> _About this exercise_: Would you return exactly the lines running from the one with "Please place a dot on the ford" to the bottom of the listing below, and no others?

### Task input ###

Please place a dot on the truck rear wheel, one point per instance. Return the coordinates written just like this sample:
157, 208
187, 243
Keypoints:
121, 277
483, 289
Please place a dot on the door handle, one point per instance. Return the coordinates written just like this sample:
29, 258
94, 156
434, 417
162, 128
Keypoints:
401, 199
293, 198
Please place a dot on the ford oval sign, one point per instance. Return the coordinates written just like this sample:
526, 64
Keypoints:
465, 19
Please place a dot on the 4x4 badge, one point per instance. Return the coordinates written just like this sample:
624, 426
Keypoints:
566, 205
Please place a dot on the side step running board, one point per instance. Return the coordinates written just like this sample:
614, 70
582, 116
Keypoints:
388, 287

###

> _Reply to the task_:
Please place a dot on the ford oval sign, one point per instance. Return the coordinates written just like this sample:
526, 64
Keypoints:
465, 19
Please place a dot on the 4x4 badge, one point per instance. Return the coordinates written just like this sample:
624, 426
Keypoints:
566, 205
Please place a dot on the side step running board, one point per instance. Return the coordinates written just like this sample:
614, 70
582, 116
Keypoints:
388, 287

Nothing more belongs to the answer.